#### Texte de la page ####
Le terme « Sámi » désigne les peuples autochtones du nord de la Scandinavie, établis au nord de la Norvège, de la Suède et de la Finlande, et sur la péninsule de Kola en Russie. Désignée sous le nom de « Sápmi », cette zone compterait entre 80 000 et 100 000 autochtones, dont 20 000 à 40 000 sur le territoire suédois ; l’identité Sámi reposant sur un critère d’autoidentification culturelle, il est difficile d’estimer leur nombre avec précision. En Suède, les relations avec ces peuples ont accompagné l’histoire, et constituent encore aujourd’hui une question politique et sociale en constante évolution.
Qui sont les Sámi ?
Les origines du peuple Sámi remontent à environ 10 000 avant J-C, lorsque la fonte de la calotte glaciaire permit à des populations de chasseurs-cueilleurs de s’installer au nord de la Scandinavie actuelle. On trouve mention écrite de l’existence de sociétés nomades dans ces régions reculées dès 98 avant J-C. À cette époque, leur vie s’organise autour de la chasse, de la pêche et du duodji, un artisanat exploitant les ressources naturelles (bois de bouleau, écorce, cuir, bois de renne…). La chasse et le développement de l’élevage de rennes en transhumance leur fournissent d’épaisses peaux animales, qu’ils revêtent pour se protéger du froid. À l’ère Viking, des relations commerciales avec les populations nordiques s’établissent autour de leur savoir-faire ; les peuples Sámi sont ainsi peu à peu intégrés aux contes, poèmes et chroniques islandaises et norvégiennes.
Au fil du temps se forment des cultures Sámi qui, bien qu’ayant une base commune, varient en fonction des territoires. On a notamment conservé la connaissance d’une religion Sámi, dont la pratique ancestrale a aujourd’hui disparu. Ces croyances s’appuyaient sur une nature souveraine (la terre et l’eau étant considérés et respectés comme des êtres vivants) et l’existence d’un monde spirituel, lié au monde humain par les transes extatiques des chamanes (les noaide). Les idiomes Sámi, appartenant à la famille des langues finno-ougriennes, ont également été entretenus jusqu’à nos jours. On distingue aujourd’hui neuf aires linguistiques (dont celles du Sámi du sud, de Lule, de Pite, d’Ulme et du nord en Suède) pour 30 000 locuteurs. Récits oraux, costumes de peaux colorées, chant traditionnel yoïk et bien d’autres aspects complètent la variété de ces cultures.
#### Enregistrements ####
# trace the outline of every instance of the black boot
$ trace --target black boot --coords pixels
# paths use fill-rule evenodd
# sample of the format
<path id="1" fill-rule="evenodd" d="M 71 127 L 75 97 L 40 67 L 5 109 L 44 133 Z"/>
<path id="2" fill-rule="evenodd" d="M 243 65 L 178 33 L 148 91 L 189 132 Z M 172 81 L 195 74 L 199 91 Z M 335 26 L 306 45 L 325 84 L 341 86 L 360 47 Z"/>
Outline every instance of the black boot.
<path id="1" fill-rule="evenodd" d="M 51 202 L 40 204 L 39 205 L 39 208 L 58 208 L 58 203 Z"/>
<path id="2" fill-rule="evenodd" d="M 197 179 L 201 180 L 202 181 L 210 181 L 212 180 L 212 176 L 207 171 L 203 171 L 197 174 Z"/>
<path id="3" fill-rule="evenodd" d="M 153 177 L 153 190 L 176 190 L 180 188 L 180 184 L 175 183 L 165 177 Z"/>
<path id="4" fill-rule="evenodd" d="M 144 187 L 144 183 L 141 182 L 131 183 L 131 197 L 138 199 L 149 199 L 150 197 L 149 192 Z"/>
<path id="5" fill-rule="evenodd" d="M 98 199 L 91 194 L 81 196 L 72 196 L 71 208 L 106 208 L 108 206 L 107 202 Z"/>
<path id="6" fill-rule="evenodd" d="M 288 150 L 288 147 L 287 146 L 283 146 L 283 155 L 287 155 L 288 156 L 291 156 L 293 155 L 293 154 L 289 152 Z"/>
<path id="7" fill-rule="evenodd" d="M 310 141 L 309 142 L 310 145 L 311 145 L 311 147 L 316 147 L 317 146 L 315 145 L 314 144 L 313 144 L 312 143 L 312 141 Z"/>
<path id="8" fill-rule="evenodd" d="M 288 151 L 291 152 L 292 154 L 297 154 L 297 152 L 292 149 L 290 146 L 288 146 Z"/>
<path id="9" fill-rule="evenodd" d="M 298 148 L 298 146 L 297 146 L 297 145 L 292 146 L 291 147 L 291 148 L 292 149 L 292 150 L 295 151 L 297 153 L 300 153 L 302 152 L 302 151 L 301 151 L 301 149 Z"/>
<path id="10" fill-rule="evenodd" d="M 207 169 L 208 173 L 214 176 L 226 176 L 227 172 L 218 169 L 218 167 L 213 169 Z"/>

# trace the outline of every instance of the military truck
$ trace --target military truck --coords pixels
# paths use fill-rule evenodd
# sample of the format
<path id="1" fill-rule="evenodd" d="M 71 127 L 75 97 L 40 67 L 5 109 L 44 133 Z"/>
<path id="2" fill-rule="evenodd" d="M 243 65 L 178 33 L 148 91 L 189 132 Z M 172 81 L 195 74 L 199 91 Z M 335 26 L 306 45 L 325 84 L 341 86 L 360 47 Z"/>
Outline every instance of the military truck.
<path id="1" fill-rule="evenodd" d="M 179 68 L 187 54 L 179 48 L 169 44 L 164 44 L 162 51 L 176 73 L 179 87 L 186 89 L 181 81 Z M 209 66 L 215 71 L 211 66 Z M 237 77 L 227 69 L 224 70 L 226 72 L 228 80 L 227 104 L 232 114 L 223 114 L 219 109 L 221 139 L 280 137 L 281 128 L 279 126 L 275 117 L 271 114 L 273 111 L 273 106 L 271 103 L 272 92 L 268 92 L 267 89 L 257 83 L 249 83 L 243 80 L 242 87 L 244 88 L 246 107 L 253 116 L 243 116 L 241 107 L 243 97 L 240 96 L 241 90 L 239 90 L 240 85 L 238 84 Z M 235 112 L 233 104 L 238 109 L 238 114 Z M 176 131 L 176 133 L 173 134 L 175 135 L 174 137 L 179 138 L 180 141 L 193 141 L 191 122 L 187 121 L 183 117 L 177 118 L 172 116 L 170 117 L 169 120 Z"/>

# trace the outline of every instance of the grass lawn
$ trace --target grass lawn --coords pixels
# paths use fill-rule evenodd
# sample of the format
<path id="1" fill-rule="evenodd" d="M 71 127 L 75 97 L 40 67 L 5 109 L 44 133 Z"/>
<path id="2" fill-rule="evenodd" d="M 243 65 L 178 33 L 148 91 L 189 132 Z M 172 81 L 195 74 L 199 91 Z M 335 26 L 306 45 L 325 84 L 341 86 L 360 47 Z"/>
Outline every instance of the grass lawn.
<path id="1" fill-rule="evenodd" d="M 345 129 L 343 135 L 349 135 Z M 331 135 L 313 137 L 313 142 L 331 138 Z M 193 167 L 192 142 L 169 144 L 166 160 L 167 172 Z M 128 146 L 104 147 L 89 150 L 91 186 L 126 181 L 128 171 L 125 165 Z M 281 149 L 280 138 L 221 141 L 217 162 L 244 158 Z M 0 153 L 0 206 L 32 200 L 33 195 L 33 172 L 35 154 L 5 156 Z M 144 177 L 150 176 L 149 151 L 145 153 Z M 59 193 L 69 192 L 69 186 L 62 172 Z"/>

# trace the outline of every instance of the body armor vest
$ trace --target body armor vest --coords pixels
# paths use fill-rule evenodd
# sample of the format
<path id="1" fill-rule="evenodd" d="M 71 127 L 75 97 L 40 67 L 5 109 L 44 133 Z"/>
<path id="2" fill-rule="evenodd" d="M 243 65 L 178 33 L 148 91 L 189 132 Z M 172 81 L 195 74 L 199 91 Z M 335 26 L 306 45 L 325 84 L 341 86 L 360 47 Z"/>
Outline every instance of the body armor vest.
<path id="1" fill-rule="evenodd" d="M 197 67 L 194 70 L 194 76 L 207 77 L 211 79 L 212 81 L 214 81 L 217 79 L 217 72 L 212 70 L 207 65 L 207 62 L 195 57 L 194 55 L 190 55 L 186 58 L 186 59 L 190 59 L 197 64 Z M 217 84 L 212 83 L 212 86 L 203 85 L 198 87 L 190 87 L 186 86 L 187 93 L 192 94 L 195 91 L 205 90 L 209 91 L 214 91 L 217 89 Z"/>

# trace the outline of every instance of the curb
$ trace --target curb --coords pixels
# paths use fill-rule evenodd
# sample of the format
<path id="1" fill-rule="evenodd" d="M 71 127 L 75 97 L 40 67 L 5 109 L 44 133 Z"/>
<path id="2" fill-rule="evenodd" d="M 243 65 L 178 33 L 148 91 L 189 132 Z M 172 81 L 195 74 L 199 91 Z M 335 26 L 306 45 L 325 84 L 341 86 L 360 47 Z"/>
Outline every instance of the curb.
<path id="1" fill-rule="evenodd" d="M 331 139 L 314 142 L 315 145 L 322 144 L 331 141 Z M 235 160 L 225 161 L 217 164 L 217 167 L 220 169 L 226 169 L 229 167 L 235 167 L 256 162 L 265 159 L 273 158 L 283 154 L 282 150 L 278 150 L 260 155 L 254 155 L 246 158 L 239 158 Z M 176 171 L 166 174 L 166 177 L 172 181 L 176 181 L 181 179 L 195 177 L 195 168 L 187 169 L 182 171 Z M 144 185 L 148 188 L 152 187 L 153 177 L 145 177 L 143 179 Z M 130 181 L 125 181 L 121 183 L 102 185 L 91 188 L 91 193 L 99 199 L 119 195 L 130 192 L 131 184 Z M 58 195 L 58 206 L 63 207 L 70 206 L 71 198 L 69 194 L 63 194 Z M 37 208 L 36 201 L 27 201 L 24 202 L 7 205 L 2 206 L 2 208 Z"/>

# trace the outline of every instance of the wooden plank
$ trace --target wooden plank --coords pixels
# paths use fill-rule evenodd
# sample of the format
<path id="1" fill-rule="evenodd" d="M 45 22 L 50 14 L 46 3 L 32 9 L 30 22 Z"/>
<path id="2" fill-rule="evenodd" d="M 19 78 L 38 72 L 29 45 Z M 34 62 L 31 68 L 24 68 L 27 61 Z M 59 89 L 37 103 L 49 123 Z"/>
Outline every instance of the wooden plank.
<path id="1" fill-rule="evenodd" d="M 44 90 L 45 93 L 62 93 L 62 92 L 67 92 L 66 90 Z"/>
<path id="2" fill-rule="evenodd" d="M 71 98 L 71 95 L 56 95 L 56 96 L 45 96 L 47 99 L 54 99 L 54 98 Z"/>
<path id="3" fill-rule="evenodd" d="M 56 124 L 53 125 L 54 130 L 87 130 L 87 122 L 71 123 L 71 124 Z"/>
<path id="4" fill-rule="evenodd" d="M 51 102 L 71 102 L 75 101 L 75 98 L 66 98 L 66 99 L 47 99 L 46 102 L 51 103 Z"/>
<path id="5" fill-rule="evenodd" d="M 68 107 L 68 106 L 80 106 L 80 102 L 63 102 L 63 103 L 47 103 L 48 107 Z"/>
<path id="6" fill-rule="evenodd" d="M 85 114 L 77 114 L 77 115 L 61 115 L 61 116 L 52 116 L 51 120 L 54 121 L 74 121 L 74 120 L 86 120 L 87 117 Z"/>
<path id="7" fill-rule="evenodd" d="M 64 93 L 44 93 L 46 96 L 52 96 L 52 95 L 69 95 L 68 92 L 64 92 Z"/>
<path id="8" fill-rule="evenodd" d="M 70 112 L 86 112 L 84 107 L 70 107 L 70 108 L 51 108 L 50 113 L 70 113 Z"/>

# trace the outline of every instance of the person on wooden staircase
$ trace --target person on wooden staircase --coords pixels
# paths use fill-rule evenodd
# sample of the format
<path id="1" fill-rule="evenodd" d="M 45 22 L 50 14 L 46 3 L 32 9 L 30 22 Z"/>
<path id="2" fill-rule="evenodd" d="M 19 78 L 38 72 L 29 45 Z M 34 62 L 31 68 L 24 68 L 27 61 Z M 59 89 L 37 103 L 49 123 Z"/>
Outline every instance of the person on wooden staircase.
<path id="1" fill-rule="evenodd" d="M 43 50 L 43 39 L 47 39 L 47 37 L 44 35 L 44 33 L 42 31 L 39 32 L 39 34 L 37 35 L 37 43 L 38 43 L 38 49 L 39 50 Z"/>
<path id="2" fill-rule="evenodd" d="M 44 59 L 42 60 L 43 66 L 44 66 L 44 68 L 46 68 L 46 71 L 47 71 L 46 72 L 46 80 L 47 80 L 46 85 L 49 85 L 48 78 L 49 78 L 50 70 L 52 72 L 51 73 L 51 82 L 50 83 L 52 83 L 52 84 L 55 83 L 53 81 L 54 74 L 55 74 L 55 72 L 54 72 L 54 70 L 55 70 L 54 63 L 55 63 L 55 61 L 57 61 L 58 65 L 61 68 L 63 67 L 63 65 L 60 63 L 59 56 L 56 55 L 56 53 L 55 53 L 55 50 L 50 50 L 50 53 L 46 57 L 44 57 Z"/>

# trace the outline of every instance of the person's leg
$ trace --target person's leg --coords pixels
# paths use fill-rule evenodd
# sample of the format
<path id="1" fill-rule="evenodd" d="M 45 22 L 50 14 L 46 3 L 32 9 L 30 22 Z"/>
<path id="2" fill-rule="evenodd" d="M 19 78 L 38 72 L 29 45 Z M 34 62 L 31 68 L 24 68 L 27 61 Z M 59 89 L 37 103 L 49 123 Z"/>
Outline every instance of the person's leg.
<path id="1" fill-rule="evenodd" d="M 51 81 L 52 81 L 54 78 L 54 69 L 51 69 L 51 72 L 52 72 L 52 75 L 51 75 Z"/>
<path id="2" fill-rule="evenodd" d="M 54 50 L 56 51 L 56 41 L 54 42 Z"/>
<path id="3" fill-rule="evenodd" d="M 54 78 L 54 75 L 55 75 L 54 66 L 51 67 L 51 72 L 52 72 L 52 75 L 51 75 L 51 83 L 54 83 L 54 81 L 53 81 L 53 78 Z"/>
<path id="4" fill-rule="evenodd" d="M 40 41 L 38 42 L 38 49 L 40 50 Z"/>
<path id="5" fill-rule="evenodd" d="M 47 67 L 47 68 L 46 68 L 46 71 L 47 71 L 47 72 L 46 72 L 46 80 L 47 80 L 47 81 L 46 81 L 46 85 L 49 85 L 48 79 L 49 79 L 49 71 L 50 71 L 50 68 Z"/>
####
*Consignes*:
a – Reprenez sous forme de liste le paragraphe du texte sur les Sámi qui commence par « Les origines du peuple Sámi remontent », en gardant ses faits principaux.
b – Prolongez le texte sur les Sámi à partir de sa dernière phrase.
Les enregistrements ne servent à rien ici.

*Réponses*:
a –
- Les origines des Sámi remontent à environ 10 000 av. J-C. La fonte de la calotte glaciaire permet alors à des chasseurs-cueilleurs de s'installer au nord de la Scandinavie actuelle.
- Des sociétés nomades de ces régions sont mentionnées par écrit dès 98 av. J-C.
- Leur vie s'organise autour de la chasse, de la pêche et du duodji, un artisanat qui utilise les ressources naturelles : bois de bouleau, écorce, cuir, bois de renne.
- La chasse et l'élevage de rennes en transhumance leur fournissent d'épaisses peaux qui les protègent du froid.
- À l'ère Viking, leur savoir-faire donne lieu à des échanges commerciaux avec les populations nordiques. Les Sámi entrent ainsi peu à peu dans les contes, poèmes et chroniques islandaises et norvégiennes.

b –
À partir du XIVème siècle, les rois suédois commencent à revendiquer des droits sur la région Sápmi, et en encouragent la colonisation. Des impôts en nature sont prélevés par les États des pays nordiques et par la Russie sur certaines populations ; en 1526, le roi Gustav Vasa déclare que la loi suédoise s’applique en Laponie. Les droits accordés aux locaux sont cependant violés par les colons, tandis que s’organise l’expulsion des Sámi habitant des territoires non lapons. Dès le XVIIème siècle, les gouvernements nordiques accompagnent leurs efforts de conquête d’un processus de christianisation. L’obligation d’assister aux offices religieux va alors de pair avec l’interdiction de pratiquer les rites traditionnels, notamment la vénération des ancêtres, très chère aux Sámi. Amendes, emprisonnements, incinération de tambours rituels, saccage des lieux sacrés : la conversion est violente, et écrase lentement la religion traditionnelle.
La colonisation s’intensifie au XIXème siècle, avec les nouveaux enjeux de l’industrialisation. Le développement de l’hydroélectricité a lieu au détriment des droits territoriaux des Sámi, dont l’environnement se détériore. La transformation du paysage a d’importantes conséquences sur leurs activités (élevage de rennes, pêche, récolte de baies…), tandis qu’assimilation et discriminations (notamment dans les « écoles nomades » pour enfants Sámi) se poursuivent, au nom du progrès et d’une unité linguistique et culturelle scandinave.
Ce n’est qu’à la deuxième moitié du XXème siècle, lorsqu’apparaissent les premiers débats internationaux autour des populations minoritaires, qu’est véritablement remis en question le traitement des peuples Sámi en Suède. Leur reconnaissance en tant que peuple autochtone par le Parlement advient en 1977 ; s’ensuit une enquête sur leurs droits (lancée en 1982), qui débouche sur la création d’un Parlement Sámi en 1993.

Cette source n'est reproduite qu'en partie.